● WRITTEN REQUEST
Starting with the line that holds "of the snowy", copy out each remaining line of the listing below, up to and including the last one, and include nothing else.

● RECORDED DATA
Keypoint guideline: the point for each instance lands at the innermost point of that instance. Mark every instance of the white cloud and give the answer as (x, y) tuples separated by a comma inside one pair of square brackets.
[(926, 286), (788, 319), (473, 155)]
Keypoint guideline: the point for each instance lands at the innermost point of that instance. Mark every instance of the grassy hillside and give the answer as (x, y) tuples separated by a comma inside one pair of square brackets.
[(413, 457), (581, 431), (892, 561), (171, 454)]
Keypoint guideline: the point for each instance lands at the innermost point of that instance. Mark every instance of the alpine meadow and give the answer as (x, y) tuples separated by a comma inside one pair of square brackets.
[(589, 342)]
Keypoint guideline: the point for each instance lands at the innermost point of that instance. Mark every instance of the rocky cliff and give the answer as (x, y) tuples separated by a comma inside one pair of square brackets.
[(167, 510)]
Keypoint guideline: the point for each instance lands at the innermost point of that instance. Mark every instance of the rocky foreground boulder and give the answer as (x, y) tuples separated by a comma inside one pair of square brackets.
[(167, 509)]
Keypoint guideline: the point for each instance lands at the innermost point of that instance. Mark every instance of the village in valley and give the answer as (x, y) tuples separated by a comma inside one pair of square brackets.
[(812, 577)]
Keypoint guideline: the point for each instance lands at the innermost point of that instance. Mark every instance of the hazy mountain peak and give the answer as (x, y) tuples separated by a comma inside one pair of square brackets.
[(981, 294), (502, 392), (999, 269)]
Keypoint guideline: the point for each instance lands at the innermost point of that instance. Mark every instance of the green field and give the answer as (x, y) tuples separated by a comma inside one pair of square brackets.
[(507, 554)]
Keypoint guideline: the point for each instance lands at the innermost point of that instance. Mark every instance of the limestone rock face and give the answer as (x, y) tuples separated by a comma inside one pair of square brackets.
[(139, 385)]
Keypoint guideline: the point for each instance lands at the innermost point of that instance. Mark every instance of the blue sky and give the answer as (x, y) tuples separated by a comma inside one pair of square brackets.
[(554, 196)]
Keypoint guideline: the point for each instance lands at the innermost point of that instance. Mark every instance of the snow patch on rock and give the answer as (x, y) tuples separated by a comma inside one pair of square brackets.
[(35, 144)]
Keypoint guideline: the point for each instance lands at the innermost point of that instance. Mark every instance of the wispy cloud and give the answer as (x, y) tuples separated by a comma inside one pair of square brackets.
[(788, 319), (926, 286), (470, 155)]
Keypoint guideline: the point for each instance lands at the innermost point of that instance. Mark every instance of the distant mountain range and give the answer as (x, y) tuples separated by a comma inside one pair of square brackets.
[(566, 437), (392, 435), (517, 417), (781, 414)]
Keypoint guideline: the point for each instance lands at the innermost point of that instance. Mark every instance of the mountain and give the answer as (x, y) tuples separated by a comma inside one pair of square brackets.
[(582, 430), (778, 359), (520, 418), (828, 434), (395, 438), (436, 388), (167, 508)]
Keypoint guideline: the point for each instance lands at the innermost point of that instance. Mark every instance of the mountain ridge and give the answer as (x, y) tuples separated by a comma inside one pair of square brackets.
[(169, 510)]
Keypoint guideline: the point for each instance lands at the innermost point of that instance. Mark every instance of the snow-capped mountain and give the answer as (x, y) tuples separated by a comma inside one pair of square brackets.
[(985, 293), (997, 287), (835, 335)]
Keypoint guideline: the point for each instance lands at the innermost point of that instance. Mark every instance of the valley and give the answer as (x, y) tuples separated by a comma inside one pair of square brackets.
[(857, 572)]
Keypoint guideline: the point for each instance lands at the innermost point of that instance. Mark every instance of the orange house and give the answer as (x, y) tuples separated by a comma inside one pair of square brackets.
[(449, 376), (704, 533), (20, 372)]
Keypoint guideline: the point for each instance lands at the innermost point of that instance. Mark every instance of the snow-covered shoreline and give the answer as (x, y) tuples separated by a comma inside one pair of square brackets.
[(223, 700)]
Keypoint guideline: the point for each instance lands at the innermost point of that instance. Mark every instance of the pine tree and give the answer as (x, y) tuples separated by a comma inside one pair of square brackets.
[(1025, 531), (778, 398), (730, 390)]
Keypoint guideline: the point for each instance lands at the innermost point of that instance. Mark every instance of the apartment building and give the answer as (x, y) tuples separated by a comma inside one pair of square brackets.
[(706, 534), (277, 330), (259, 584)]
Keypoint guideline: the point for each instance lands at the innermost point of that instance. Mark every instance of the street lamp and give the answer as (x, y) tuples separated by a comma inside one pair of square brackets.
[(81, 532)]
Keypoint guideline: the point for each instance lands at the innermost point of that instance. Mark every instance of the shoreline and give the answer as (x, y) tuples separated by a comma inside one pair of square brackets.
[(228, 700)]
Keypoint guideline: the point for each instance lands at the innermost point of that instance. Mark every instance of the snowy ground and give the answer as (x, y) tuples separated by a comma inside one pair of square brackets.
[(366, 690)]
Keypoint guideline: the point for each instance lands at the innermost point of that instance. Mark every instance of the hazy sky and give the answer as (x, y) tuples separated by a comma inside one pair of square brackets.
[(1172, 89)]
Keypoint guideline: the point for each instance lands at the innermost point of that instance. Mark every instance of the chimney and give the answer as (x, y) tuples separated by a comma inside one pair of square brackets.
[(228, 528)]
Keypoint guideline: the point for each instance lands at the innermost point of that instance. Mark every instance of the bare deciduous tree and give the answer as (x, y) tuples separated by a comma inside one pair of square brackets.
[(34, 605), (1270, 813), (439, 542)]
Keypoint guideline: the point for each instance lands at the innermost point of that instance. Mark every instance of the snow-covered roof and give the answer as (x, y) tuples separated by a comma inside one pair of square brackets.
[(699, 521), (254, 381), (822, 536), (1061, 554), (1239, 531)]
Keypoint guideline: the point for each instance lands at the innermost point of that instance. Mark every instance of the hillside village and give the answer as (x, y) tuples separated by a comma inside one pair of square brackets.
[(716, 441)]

● RESULT BELOW
Keypoint guideline: the point for each instance lands at the innermost point of that instance. Mark every instance of the snowy ground and give the answer as (x, y) tuples separated by a comma inside one pair of square brackets.
[(366, 690)]
Keypoint guideline: the point for each instance lands at the innermost point of that instance. Mark every instance of the hazy sky and give the answer as (x, y) tuples separated by a comma inside one pair of square brackets.
[(1172, 89)]
Keypoint guideline: the point for each instance lands at the innermost point of that instance. Mark every instance of the chimney and give the answer as (x, y) tuples separated by a comma inside one pair of square brackets.
[(228, 528)]
Keypoint guideline: the point for each instance lands at the innermost point of that instance. Mark every instance of the bare deciduous tree and give the answer as (x, y) tuples separated by a comma inside one pair of square brackets.
[(34, 605), (1270, 813), (439, 542)]
Keypoint guideline: the point for each instance lands at the innermost point of that instance. Mark every instance of the snow-covered roof and give the answer as (x, y) tuples separated by a comma inside one pair of square brackets.
[(699, 521), (254, 381), (822, 536), (1061, 554), (1239, 531)]
Keypoint guideline: the point for each instance lands at the innermost point of that instance. Mark every instance of the hillside village and give the answer as (x, y) tuples separated by a comma inside one pair of square brackets.
[(716, 441)]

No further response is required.